» Document text

====

What is an AR t-test in event studies?

The AR t-test tests whether the abnormal return on a single day for a single event is statistically different from zero, using the standard deviation from the estimation window.

What is the difference between AR and CAR tests?

AR tests examine a single day's abnormal return. CAR tests examine the cumulative abnormal return over the entire event window, capturing the total effect of the event.

When should I use a BHAR t-test?

Use the BHAR (Buy-and-Hold Abnormal Return) t-test for long-horizon event studies where compounding effects matter, such as post-merger performance over months or years.

AR & CAR Test Statistics

AR and CAR test statistics evaluate whether a single firm's abnormal return is statistically significant. The AR t-test assesses daily impact, the CAR t-test measures cumulative event-window impact, the BHAR t-test handles long horizons, and the permutation test provides exact p-values.

Part of the methodology guide

Part of the Event Study Methodology Guide.

Single-event test statistics assess whether the abnormal return for one specific firm is significantly different from zero. These tests use the firm's own estimation-window residuals to form the standard error.

What Are the Single-Event Test Statistics?

====

» Entries provided
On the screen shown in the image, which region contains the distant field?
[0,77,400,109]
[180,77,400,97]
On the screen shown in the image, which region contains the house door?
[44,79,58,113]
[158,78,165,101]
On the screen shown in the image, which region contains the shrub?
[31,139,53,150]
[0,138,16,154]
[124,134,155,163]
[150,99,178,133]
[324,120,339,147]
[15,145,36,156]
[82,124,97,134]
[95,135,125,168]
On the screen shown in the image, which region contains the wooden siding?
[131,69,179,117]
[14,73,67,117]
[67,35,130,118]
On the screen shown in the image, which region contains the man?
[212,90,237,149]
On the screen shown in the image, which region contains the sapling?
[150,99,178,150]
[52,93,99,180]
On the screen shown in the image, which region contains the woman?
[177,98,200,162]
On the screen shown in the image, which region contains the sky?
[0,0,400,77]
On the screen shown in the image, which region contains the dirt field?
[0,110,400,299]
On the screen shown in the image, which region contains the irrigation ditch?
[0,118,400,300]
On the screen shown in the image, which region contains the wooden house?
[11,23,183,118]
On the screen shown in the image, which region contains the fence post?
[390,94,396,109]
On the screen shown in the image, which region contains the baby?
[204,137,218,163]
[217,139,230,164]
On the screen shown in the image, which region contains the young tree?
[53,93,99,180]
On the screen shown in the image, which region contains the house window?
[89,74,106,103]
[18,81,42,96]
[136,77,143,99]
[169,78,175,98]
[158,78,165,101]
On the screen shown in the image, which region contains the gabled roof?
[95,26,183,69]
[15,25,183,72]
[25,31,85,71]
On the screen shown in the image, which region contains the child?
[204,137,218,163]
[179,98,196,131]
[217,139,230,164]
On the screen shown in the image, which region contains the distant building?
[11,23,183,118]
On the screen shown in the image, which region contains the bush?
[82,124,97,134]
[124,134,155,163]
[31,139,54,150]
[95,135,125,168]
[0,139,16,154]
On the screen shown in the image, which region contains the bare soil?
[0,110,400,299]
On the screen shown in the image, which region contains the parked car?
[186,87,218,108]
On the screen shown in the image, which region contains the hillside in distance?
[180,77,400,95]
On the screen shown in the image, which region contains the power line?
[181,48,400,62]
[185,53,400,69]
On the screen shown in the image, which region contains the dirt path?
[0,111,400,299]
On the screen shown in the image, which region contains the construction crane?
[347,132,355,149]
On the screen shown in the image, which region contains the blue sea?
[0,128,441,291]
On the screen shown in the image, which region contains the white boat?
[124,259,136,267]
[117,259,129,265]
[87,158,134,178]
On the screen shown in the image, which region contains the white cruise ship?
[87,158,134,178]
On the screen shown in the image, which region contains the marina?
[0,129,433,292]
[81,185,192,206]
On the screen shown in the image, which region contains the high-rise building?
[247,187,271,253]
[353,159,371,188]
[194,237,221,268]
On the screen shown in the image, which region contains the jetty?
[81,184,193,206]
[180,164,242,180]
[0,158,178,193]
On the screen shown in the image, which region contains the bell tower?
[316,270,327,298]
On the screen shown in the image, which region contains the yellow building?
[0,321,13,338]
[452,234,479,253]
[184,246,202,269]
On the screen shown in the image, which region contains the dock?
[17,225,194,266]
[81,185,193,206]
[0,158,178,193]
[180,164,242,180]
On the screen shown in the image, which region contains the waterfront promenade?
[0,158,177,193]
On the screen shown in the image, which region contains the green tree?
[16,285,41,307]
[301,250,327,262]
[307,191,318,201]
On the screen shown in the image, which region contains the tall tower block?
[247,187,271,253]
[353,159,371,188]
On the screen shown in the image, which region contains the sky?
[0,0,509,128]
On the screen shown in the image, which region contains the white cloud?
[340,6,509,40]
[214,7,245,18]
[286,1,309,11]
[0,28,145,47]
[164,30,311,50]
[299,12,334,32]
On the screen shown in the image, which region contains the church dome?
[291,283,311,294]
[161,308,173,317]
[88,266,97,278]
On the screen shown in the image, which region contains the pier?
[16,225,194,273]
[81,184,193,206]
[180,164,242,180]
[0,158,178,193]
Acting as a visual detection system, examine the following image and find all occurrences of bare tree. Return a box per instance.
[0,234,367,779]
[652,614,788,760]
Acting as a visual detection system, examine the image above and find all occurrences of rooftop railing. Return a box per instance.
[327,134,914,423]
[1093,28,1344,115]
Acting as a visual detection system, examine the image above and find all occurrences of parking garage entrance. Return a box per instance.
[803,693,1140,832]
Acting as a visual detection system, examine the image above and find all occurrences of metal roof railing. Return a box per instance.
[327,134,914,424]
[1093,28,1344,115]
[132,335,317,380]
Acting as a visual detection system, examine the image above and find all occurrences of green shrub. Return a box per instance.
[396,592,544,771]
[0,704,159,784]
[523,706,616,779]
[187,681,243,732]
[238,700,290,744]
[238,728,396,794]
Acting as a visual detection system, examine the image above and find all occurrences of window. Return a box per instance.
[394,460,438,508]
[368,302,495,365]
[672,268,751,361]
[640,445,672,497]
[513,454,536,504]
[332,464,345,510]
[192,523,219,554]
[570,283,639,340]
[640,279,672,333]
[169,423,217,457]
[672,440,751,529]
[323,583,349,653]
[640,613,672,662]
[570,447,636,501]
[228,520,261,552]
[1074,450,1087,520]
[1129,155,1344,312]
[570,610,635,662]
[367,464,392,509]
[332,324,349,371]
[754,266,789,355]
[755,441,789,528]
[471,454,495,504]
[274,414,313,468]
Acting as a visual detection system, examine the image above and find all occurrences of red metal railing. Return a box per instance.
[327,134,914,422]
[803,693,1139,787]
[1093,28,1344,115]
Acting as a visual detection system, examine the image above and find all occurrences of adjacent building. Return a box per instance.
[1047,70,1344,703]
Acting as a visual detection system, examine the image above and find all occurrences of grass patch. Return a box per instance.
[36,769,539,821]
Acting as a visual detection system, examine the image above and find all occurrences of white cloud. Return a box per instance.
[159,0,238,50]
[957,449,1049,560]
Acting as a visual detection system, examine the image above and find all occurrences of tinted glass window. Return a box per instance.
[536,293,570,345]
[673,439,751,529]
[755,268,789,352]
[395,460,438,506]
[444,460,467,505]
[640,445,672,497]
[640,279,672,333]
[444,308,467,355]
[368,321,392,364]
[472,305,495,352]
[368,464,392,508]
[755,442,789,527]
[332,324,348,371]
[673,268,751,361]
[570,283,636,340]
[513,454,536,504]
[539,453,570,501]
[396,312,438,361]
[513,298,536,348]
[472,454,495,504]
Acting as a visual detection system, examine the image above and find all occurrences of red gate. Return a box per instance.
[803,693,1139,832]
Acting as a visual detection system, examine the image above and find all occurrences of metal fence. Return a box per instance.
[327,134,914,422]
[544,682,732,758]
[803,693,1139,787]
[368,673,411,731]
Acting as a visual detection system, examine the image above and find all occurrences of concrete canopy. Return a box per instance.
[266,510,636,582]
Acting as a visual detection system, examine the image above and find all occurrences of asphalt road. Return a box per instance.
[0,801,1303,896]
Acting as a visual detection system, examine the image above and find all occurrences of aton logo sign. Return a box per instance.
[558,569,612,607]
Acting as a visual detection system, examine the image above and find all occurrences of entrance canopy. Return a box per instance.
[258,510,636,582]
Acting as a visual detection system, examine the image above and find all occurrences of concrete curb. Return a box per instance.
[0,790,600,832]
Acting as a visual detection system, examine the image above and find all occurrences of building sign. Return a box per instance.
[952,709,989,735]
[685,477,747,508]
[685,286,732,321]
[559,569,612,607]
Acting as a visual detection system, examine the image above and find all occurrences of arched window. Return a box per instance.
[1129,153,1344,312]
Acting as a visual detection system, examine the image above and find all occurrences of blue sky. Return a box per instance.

====

» Requirement A
From the text on event study tests above, copy the part that opens with the words containing "The AR t-test tests" and closes with "the estimation window.".
» Requirement B
Translate this sentence from the text on event study tests into Spanish: "CAR tests examine the cumulative abnormal return over the entire event window, capturing the total effect of the event."

» Expected output A
The AR t-test tests whether the abnormal return on a single day for a single event is statistically different from zero, using the standard deviation from the estimation window.

» Expected output B
Las pruebas CAR examinan el rendimiento anormal acumulado a lo largo de toda la ventana del evento, captando el efecto total del evento.